• _PROVIDED MATERIAL_:
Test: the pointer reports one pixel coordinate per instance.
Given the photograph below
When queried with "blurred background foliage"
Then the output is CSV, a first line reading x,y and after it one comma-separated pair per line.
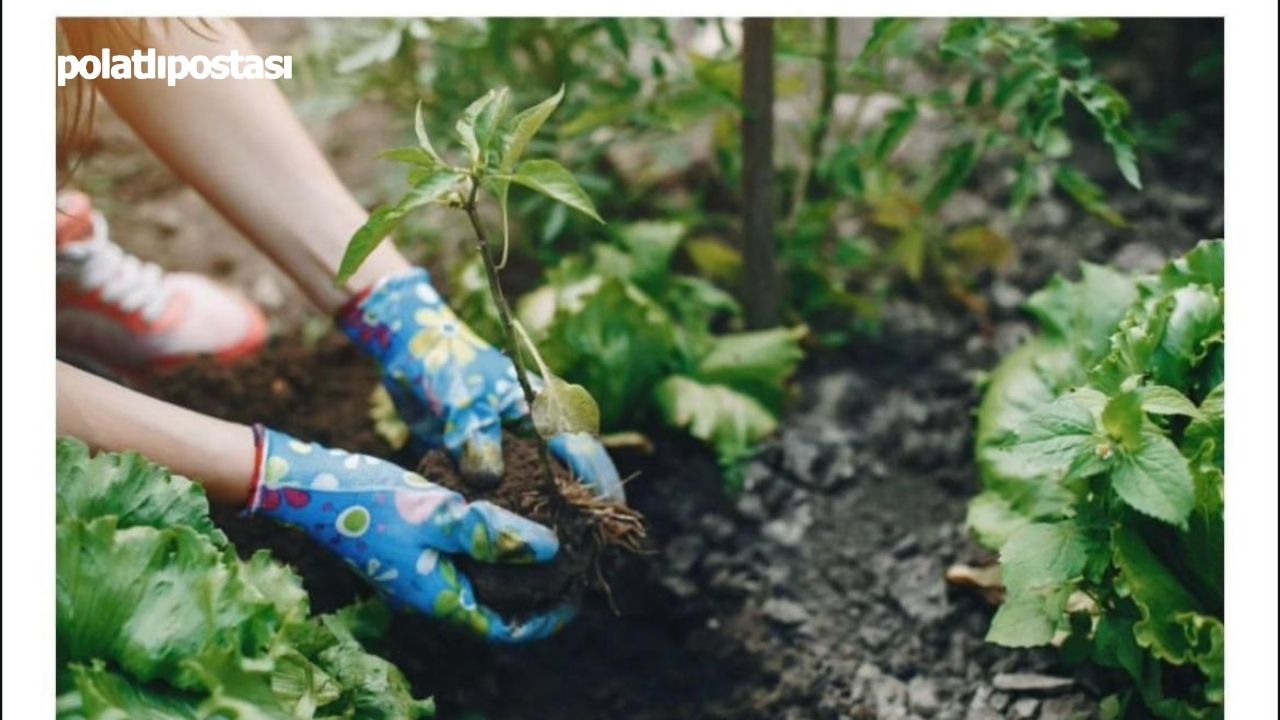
x,y
885,132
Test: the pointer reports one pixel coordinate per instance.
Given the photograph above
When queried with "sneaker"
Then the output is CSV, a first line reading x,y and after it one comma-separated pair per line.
x,y
119,314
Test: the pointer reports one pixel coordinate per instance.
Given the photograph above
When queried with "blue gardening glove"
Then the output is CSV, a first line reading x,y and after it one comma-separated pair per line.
x,y
398,529
451,387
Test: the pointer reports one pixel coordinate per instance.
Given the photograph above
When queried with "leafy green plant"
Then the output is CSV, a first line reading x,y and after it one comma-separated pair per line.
x,y
635,92
616,319
639,336
158,618
869,203
494,145
1100,446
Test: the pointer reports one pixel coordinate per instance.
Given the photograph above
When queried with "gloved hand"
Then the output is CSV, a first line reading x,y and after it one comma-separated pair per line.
x,y
449,386
398,529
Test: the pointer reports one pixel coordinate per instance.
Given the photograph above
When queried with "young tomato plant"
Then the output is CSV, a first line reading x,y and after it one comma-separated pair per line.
x,y
494,147
869,203
1100,445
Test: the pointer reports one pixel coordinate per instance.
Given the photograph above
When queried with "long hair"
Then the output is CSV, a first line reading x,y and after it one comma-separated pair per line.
x,y
77,100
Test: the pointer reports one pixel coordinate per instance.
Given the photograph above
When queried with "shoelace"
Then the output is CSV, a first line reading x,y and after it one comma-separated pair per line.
x,y
124,281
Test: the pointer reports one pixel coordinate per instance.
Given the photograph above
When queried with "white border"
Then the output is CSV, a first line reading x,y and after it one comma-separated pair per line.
x,y
28,297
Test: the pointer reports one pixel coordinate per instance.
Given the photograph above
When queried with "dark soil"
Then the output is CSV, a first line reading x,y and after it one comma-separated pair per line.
x,y
516,589
817,592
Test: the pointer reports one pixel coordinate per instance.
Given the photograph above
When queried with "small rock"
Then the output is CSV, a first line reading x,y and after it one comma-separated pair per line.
x,y
919,588
908,545
890,695
1138,258
874,636
1005,295
1069,707
785,611
800,454
790,529
717,527
979,707
1024,709
680,587
682,552
266,292
752,507
1032,683
922,696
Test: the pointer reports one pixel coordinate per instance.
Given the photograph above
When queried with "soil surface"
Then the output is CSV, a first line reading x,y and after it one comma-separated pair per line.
x,y
817,592
517,589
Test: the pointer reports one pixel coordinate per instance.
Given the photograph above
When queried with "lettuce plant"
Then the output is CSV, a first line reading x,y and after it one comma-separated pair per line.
x,y
158,618
639,336
1100,446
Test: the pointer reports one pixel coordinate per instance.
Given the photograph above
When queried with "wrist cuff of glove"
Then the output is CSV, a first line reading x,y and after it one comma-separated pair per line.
x,y
255,495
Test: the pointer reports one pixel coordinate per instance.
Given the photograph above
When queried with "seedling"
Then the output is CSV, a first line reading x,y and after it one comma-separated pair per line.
x,y
494,147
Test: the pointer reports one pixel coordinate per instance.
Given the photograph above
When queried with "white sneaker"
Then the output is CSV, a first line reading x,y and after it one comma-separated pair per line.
x,y
120,314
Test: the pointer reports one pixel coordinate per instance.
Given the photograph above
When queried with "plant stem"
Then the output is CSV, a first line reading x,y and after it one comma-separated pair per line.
x,y
499,300
763,294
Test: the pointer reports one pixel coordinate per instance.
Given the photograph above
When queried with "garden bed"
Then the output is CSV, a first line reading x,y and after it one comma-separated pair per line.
x,y
818,592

• _WHAT YOU NEED TO DO_: Write out all the records again, exactly, minus any pictures.

• _FINAL RESULT_:
Test: the pointer reports one pixel coordinate per instance.
Given the photograph below
When queried with "blurred background foliage"
Then the output is CSV, a first line reading x,y and after it one comma-separated pair per line.
x,y
885,132
Test: the pointer reports one pixel coordinate per instance.
Given the photograph above
When queried with "sneaker"
Then the output is CSV, a first line reading x,y and after it one comma-separated pair per line.
x,y
119,314
Test: the pointer reports one pixel coordinate per instance.
Given the photograph above
When queried with "blue gardening glove"
Then the output is CSV, a first line reading x,y and after it one comma-separated pair per line.
x,y
398,529
451,387
Test: the pointer reports one pixel coordinate per instance.
Given the photograph above
When queried with "leafy green plant"
Then the output is CSV, a first line reading x,y and after it one comma-separated pair per line.
x,y
635,92
616,319
639,336
158,618
869,203
494,145
1100,446
Test: the pointer reports one pixel coordinate per instance.
Given the photograph above
When queried with "gloved hand"
Then the output is CSV, a first line reading x,y and after it one comma-separated pair per line.
x,y
449,386
398,529
Test: the pointer reports one pixel coordinate per instance.
Given the photograph above
When queried with "young tomato plant"
Then the output is CSV, a first line reading x,y and after it one comma-separated pair per line.
x,y
494,147
869,203
1100,445
Test: the pointer reports one pixel coordinate per instance.
Given the photograph above
When queried with "long hair"
Then the output is CSV, a first line reading x,y and after it one comma-separated pair per line.
x,y
77,100
Test: the pointer reports one pixel coordinate per instance.
Given the photograph above
When queried with "shoelace"
Then the output is CSV, a first line reading x,y and after it one comma-separated pair per line.
x,y
124,281
Test: the pointer reports one pixel coordinate per instance.
Given the photograph above
When queried with "white border"
Then the output is CSV, a first line reading x,y and after it one comma-separated pair per line.
x,y
28,297
Test: the pointer reports one pixel coordinate per instance.
Given the photograph above
When queried with "dark soil"
Then the output is CSV, a first line reading x,y and after it one comma-separated pair per line.
x,y
516,589
817,592
Test: the pointer reports one pixel coordinate per instance.
Given the photograph above
When queried with "small rock"
Then the output is CSV, a first line reading x,y and after it one comma-separated pair per line.
x,y
919,588
908,545
890,695
1138,258
874,636
1005,295
1069,707
785,611
800,454
790,529
717,527
979,707
1024,709
680,587
682,552
266,292
752,507
1032,683
922,696
Test: the pointer reports one pixel coordinate per instance.
Given the photograph above
When queried with "soil surface"
Then the output is CSV, a first line reading x,y and after it one comma-separated pair per line.
x,y
817,592
517,589
Test: the pointer reports one pixel coordinate per instance.
Given the photograph above
When queried with "lettuce plant"
Then the output is CSV, a first line reading x,y and after it one comma-separated pair per line.
x,y
158,618
639,336
1100,446
Test: the pointer reports one pixel coordinate per instance.
Given the photograph above
When queried with "wrist cuff of glove"
Then the output is CSV, a first line reading x,y and after it one comma-separated pair per line.
x,y
255,495
Test: the pointer reports one pixel coordinate per instance.
Given the photograph above
When queried with "seedling"
Then the output is CSV, a first line reading x,y and after it one comma-separated pair per line.
x,y
494,147
Test: the pointer reports one pixel coordinate per instance.
Given the photograph above
When queried with "white sneaker"
Then the output is CSV, a first line reading x,y and after it one comma-separated pair per line.
x,y
120,314
Test: the pointer reports one pixel coordinate per instance.
Given the photograph above
When queried with "plant stem"
Then the output is CSV, a first line reading x,y and after it one comma-separated pair per line.
x,y
499,300
763,294
Test: the pointer reports one pixel coordinate per instance.
Given the photograph above
When queried with "garden bed"
Then the output is CSV, a first line reading x,y and after it one comma-separated pair per line.
x,y
818,592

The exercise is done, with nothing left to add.